=== EXTRAIT DU TEXTE ===

A l'époque moderne, le tressage de la paille était pratiqué dans quelques régions rurales de Suisse, les Freie Ämter, la Singine, le val Onsernone, le Valais et l'Unterland zurichois (surtout dans le Rafzerfeld). Il revêtit une importance économique particulière dans les Freie Ämter, au sud-est de l'actuel canton d'Argovie. Il tire son origine de familles de journaliers (Tauner") qui fabriquaient des chapeaux de paille pour leur usage ou pour répondre à des demandes locales.

Dans le livre de cens du couvent féminin de Hermetschwil, on trouve, dès 1644, des indications selon lesquelles des Tauner payaient une partie de leur cens avec des Schinhüte. A l'origine, ces chapeaux de paille à petite calotte et larges bords étaient portés par les paysannes et les paysans pour les travaux des champs. Au XVIIIe s., ils s'ornèrent de rubans de coton et servirent de couvre-chef aux citadines.

Au XVIIIe s., quelques Tauner de Wohlen se muèrent en marchands et passèrent au Verlagssystem. Ils intensifièrent le commerce des chapeaux de paille et autres tressages et l'étendirent à l'Europe et, dès 1820, à d'autres continents. Dès 1800, les entreprises préconisèrent le partage du travail et élargirent l'aire de recrutement des ouvrières à domicile au-delà de la région de production habituelle (Freie Ämter, vallée de la Reuss et Seetal). Les travaux auxiliaires furent effectués notamment dans l'Entlebuch, dans la région de Lindenberg (Bavière) et dans la Forêt-Noire.

===

**CONSIGNES DE TRAVAIL:**
**A)** Traduisez en anglais la phrase suivante, tirée de l'extrait sur le tressage de la paille : « A l'origine, ces chapeaux de paille à petite calotte et larges bords étaient portés par les paysannes et les paysans pour les travaux des champs. »
**B)** D'après l'extrait sur le tressage de la paille, dans quelle région de Suisse cette activité revêtit-elle une importance économique particulière ?
**C)** Restituez mot pour mot le passage de l'extrait sur le tressage de la paille qui s'ouvre sur les mots contenant « Au XVIIIe s., quelques » et se clôt sur « dans la Forêt-Noire. ».

=== DONNÉES FOURNIES ===

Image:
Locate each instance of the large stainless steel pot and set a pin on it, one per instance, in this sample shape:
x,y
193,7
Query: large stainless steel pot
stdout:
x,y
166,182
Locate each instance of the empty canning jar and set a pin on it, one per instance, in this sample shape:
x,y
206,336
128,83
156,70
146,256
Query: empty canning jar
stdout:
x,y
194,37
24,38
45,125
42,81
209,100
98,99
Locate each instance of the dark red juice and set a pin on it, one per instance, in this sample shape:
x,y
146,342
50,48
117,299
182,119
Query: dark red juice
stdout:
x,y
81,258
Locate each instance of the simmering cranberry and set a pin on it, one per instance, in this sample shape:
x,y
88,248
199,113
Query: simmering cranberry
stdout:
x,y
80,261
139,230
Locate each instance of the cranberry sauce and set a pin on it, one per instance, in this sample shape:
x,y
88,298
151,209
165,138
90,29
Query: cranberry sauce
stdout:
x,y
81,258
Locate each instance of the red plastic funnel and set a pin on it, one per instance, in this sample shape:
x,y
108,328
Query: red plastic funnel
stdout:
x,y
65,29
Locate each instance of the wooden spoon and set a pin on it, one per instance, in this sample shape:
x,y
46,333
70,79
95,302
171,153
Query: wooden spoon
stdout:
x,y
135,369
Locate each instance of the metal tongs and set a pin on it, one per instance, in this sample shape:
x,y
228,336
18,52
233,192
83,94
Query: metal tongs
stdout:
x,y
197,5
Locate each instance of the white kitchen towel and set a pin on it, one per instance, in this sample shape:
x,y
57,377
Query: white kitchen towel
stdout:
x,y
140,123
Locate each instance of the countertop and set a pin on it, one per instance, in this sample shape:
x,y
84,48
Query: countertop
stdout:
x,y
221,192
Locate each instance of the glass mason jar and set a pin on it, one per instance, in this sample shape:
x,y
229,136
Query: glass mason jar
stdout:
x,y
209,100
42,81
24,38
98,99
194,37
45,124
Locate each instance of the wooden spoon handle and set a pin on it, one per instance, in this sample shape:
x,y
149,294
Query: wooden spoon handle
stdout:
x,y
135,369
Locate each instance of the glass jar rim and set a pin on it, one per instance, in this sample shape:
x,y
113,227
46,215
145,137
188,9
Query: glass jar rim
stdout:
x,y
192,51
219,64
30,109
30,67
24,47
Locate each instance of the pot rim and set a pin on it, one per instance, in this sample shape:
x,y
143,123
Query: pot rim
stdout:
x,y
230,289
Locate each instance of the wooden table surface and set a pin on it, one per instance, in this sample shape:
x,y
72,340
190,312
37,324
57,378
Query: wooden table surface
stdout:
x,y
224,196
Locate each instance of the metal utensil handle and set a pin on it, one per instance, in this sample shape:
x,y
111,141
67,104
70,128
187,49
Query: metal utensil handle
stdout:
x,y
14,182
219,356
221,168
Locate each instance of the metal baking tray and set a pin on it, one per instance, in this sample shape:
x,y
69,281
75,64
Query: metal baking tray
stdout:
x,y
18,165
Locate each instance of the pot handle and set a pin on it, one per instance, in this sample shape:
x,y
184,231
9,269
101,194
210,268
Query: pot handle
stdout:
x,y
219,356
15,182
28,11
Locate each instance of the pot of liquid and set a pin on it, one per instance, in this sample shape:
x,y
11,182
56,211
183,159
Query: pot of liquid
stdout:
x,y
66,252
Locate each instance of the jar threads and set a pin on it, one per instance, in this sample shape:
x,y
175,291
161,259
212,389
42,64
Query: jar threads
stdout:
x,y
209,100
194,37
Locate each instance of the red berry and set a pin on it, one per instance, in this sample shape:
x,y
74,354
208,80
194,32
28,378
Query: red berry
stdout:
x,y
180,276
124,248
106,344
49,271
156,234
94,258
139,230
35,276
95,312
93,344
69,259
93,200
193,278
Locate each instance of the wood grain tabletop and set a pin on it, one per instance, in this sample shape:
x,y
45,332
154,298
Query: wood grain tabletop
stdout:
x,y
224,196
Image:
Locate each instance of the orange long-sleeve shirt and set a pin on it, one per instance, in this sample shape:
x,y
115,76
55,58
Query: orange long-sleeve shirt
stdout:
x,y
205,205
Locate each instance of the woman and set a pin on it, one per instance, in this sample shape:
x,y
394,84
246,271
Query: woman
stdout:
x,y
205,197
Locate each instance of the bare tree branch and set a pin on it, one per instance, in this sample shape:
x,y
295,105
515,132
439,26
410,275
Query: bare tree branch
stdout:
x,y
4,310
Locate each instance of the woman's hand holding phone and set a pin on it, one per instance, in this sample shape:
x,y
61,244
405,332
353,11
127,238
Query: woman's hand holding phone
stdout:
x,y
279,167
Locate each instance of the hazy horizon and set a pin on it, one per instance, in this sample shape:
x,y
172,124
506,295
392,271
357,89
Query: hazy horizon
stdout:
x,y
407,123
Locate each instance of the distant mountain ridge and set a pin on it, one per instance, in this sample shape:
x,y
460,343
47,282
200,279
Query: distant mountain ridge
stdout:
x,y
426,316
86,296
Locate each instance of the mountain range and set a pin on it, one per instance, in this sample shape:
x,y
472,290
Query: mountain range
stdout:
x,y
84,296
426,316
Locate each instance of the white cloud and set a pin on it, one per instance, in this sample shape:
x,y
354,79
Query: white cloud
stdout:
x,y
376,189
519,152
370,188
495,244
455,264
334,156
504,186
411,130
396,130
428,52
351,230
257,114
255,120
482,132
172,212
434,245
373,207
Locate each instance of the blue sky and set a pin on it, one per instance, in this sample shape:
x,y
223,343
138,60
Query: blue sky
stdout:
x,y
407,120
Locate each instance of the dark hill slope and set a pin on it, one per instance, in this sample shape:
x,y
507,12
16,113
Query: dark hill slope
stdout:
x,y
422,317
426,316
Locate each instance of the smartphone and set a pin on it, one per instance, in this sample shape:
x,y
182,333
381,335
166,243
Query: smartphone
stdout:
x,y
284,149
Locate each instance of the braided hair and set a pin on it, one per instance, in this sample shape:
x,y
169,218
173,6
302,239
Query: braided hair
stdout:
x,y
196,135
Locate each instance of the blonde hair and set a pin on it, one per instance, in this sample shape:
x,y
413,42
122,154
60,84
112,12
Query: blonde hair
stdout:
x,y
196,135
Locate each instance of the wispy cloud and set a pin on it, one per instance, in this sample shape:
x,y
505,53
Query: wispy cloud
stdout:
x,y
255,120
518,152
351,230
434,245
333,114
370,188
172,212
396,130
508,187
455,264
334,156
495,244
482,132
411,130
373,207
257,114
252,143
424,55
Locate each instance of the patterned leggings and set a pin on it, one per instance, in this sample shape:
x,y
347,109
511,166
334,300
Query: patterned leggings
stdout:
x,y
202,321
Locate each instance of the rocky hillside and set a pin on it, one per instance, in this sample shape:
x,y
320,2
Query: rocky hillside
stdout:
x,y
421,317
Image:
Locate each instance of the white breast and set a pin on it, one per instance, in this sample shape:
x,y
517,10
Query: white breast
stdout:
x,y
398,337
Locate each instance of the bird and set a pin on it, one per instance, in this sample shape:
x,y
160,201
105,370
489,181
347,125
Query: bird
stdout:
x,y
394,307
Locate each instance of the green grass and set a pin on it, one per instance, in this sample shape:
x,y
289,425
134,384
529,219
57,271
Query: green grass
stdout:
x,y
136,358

===

**CORRIGÉ:**
**A)** Originally, these straw hats with a small crown and wide brims were worn by peasant women and men for work in the fields.

**B)** Dans les Freie Ämter, au sud-est de l'actuel canton d'Argovie.

**C)**
Au XVIIIe s., quelques Tauner de Wohlen se muèrent en marchands et passèrent au Verlagssystem. Ils intensifièrent le commerce des chapeaux de paille et autres tressages et l'étendirent à l'Europe et, dès 1820, à d'autres continents. Dès 1800, les entreprises préconisèrent le partage du travail et élargirent l'aire de recrutement des ouvrières à domicile au-delà de la région de production habituelle (Freie Ämter, vallée de la Reuss et Seetal). Les travaux auxiliaires furent effectués notamment dans l'Entlebuch, dans la région de Lindenberg (Bavière) et dans la Forêt-Noire.